### EXCERPTED PASSAGE:
The Business and International Insurance division reported revenues of $3.6 billion in the quarter, comparable to the year ago quarter and accounting for 56% of total premiums. They were driven by a 2% growth in the international market, partially offset by Specialized Distribution premiums in the domestic market. The company’s international operations include Canada, Ireland, the U.K., and Brazil, and contributed over 11% of the total premiums written in this division.

However, its operating income declined almost 16% to $457 million driven by higher catastrophe losses, higher non-catastrophe weather related losses, lower net investment income, and lower net favorable prior-year reserve deployment. The segment reported a combined ratio of 96.1%, an increase of 390 basis points on a y-o-y basis.

In the Bonds and Specialty Insurance business, operating income declined by 26% to $146 million due to lower net favorable prior-year reserve development, a higher underlying combined ratio, and higher catastrophe losses. This was reflected in the combined ratio for the segment as well, which worsened by 13 percentage points over the prior year quarter to 70.1%.

Personal Insurance

The company offers homeowner’s multiperil and personal automobile insurance products within the Personal Insurance division. The net premiums written jumped 10% y-o-y to over $2.2 billion driven by higher new business volume from the company’s Quantum Auto 2.0 and growth in the homeowner’s insurance product line. In the conference call, management added that Optima – the strategic insurance platform launched in Canada last year modeled after the U.S.-based Quantum Auto 2.0 – was receiving a positive response and is likely to help grow new business volumes significantly going forward.

Lower prior year reserve development partially offset by lower catastrophe related losses  helped worsen the combined ratio by 780 basis points y-o-y to 92.9% in Q3 2016. As a result, the division’s operating income declined 34% to 158 million in the third quarter.

### THINGS TO DO:
(a) Condense the paragraph of the insurance excerpt that begins "The company offers homeowner’s multiperil" into a short bulleted list that keeps its main facts.
(b) Retype the insurance excerpt from "The Business and" up to and including "a y-o-y basis.".
(c) According to the insurance excerpt, what combined ratio did the Bonds and Specialty Insurance segment report for the quarter?

### DATA SECTION:
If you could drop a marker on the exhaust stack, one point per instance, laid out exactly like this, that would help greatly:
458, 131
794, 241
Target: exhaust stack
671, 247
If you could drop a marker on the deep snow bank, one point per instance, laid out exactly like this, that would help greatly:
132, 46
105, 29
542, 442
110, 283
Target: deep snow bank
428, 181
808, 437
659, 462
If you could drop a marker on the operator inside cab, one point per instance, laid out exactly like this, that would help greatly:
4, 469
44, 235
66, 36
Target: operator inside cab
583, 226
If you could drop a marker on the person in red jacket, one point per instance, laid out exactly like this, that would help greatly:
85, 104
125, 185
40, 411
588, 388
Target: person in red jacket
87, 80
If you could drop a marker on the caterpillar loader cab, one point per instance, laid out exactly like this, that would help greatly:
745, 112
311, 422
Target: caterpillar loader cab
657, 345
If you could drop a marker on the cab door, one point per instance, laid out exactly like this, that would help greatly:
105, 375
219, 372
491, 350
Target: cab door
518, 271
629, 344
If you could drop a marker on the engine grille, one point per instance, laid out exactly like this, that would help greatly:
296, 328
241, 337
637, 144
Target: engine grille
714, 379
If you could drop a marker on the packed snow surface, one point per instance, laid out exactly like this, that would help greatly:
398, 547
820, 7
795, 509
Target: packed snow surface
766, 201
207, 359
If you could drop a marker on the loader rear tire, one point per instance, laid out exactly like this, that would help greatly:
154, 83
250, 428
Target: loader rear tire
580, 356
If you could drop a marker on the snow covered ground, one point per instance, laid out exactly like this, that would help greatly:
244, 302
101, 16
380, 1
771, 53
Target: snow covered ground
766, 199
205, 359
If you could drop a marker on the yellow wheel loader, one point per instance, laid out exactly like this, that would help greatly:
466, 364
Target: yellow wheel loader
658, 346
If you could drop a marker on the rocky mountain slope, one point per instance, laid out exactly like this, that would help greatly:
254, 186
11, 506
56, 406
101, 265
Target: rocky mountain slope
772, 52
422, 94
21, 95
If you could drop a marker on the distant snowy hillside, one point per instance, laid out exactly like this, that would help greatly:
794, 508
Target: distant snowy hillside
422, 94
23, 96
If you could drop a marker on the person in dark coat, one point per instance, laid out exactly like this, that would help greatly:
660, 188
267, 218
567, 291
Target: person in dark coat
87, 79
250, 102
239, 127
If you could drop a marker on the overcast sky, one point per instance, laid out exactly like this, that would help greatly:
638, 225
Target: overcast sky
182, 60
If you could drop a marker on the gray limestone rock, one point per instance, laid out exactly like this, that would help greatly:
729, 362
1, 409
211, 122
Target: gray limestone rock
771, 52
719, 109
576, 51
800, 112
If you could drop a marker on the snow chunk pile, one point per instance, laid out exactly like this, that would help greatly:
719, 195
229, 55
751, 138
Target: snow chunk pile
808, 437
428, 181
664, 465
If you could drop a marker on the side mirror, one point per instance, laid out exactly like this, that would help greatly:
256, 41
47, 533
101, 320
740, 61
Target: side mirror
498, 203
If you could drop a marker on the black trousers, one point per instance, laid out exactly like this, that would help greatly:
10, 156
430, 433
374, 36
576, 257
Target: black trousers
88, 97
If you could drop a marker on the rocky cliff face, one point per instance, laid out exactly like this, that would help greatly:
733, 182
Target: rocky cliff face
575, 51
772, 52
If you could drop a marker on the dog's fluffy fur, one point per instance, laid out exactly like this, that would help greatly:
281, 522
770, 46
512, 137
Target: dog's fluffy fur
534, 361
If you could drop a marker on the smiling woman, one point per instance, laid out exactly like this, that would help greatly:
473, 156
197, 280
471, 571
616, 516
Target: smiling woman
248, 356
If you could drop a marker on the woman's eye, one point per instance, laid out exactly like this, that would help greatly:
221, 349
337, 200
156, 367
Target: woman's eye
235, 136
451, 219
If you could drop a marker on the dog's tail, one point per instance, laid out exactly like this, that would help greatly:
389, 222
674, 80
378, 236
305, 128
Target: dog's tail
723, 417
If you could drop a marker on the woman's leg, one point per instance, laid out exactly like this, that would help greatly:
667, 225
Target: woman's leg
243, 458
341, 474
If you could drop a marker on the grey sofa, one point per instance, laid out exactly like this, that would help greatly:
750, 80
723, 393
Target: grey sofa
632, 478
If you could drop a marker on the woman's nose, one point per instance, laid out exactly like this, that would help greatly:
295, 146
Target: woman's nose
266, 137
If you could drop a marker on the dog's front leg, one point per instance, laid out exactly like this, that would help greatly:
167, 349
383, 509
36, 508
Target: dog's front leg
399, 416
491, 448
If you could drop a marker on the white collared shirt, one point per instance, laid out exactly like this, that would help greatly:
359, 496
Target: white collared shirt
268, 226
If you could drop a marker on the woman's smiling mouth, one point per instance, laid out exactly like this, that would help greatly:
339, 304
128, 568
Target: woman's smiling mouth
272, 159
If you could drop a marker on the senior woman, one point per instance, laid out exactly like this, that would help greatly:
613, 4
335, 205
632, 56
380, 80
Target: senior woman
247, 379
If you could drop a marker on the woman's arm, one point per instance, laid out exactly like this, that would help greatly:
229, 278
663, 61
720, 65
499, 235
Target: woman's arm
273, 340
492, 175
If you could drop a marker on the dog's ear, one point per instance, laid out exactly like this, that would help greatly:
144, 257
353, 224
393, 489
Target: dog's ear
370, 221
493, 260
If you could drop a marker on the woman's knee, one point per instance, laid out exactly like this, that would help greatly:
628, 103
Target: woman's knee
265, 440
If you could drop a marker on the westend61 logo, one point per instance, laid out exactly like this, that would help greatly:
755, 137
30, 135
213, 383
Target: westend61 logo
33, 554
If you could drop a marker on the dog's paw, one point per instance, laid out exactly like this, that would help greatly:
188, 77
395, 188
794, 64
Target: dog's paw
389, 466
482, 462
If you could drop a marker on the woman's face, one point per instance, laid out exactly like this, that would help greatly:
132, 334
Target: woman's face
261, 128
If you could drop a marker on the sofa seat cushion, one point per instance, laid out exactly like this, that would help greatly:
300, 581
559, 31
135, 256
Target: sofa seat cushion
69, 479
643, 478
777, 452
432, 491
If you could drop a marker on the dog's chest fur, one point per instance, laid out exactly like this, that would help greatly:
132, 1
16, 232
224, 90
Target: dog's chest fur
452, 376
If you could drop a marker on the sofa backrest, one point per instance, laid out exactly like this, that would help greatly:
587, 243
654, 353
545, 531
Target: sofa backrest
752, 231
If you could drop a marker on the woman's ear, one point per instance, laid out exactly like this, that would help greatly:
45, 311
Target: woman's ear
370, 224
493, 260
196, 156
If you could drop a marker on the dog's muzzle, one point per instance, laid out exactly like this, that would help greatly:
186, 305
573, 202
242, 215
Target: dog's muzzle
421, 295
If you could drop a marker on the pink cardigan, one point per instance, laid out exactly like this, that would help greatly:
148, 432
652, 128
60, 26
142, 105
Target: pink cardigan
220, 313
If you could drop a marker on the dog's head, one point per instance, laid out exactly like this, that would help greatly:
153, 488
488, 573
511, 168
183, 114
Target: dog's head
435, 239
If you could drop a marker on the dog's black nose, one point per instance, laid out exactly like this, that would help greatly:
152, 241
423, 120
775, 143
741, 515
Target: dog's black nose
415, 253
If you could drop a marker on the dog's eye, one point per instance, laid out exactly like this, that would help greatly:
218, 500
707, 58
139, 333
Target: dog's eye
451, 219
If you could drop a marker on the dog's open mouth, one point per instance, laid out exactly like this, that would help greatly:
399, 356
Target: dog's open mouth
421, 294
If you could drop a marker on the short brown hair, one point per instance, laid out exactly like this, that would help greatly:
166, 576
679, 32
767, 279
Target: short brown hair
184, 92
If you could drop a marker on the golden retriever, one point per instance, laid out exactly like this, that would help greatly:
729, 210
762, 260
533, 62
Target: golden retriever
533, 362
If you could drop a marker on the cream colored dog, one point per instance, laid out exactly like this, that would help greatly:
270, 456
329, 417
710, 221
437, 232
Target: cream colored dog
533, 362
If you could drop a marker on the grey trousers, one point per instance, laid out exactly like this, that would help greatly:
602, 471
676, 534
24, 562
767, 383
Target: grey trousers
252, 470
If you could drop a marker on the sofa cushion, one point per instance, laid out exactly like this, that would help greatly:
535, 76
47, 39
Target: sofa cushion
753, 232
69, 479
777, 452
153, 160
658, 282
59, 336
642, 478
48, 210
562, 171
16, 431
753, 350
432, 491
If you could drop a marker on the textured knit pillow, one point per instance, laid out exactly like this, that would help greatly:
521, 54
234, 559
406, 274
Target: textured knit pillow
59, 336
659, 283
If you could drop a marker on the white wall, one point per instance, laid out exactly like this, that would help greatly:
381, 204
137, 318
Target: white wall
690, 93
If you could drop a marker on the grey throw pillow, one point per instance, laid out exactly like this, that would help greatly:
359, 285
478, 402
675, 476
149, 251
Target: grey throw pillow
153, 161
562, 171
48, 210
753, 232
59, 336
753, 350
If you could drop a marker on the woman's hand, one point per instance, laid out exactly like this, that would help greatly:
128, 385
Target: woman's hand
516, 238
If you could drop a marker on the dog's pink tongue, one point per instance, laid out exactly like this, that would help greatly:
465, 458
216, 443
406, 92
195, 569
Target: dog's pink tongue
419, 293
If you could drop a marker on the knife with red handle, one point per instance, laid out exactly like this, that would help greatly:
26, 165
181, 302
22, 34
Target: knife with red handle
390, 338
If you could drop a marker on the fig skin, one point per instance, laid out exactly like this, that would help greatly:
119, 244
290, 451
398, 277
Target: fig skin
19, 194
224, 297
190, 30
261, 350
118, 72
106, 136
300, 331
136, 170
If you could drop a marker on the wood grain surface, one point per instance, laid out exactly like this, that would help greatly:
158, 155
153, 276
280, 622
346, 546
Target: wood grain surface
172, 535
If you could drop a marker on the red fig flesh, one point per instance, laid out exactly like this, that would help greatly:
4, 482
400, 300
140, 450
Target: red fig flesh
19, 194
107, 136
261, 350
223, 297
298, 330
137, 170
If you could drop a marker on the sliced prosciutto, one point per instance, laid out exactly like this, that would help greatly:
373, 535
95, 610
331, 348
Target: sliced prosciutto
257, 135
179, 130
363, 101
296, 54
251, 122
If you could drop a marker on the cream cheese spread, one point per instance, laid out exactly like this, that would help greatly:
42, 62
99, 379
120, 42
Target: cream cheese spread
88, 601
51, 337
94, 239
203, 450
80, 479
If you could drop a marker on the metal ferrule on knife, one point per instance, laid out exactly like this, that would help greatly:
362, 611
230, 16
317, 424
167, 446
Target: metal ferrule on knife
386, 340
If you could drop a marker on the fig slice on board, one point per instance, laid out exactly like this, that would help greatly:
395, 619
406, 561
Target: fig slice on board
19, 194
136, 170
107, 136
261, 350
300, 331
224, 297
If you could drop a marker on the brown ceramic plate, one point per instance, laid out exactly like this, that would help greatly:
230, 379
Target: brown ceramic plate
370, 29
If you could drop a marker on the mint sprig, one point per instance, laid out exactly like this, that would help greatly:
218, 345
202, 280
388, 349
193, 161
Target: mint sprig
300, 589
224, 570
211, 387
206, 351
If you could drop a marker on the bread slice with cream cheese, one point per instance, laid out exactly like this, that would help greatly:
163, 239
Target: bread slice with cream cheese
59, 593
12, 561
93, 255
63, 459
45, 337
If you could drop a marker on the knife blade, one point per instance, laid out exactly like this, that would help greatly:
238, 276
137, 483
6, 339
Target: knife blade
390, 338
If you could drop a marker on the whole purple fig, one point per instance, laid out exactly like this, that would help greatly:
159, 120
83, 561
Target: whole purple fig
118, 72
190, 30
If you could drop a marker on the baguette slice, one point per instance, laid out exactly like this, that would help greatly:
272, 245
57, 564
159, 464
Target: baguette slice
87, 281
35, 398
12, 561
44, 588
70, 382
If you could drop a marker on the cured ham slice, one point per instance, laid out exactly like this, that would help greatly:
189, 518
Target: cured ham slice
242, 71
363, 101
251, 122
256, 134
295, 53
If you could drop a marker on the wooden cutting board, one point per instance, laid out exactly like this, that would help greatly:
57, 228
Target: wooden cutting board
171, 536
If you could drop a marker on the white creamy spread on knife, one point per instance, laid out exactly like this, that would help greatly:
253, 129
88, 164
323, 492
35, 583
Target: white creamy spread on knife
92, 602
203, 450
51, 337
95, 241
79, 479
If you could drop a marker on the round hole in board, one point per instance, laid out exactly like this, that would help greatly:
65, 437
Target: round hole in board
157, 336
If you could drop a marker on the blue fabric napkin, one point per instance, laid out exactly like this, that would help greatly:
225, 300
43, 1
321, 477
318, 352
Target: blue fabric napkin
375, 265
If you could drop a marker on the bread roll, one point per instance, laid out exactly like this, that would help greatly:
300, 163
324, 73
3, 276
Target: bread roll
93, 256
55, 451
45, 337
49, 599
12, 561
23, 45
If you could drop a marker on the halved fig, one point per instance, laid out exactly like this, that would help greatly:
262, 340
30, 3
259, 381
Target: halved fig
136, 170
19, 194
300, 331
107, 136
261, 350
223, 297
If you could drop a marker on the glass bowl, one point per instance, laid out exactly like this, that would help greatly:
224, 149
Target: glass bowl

### OUTPUTS IN ORDER:
(a)
- The Personal Insurance division offers homeowner’s multiperil and personal automobile insurance products.
- Net premiums written rose 10% year over year to over $2.2 billion.
- The increase came from higher new business volume from Quantum Auto 2.0 and growth in the homeowner’s insurance product line.
- On the conference call, management said that Optima, a strategic insurance platform launched in Canada last year and modeled after the U.S.-based Quantum Auto 2.0, was receiving a positive response.
- Management also said Optima is likely to help grow new business volumes significantly.

(b)
The Business and International Insurance division reported revenues of $3.6 billion in the quarter, comparable to the year ago quarter and accounting for 56% of total premiums. They were driven by a 2% growth in the international market, partially offset by Specialized Distribution premiums in the domestic market. The company’s international operations include Canada, Ireland, the U.K., and Brazil, and contributed over 11% of the total premiums written in this division.

However, its operating income declined almost 16% to $457 million driven by higher catastrophe losses, higher non-catastrophe weather related losses, lower net investment income, and lower net favorable prior-year reserve deployment. The segment reported a combined ratio of 96.1%, an increase of 390 basis points on a y-o-y basis.

(c) The segment reported a combined ratio of 70.1%.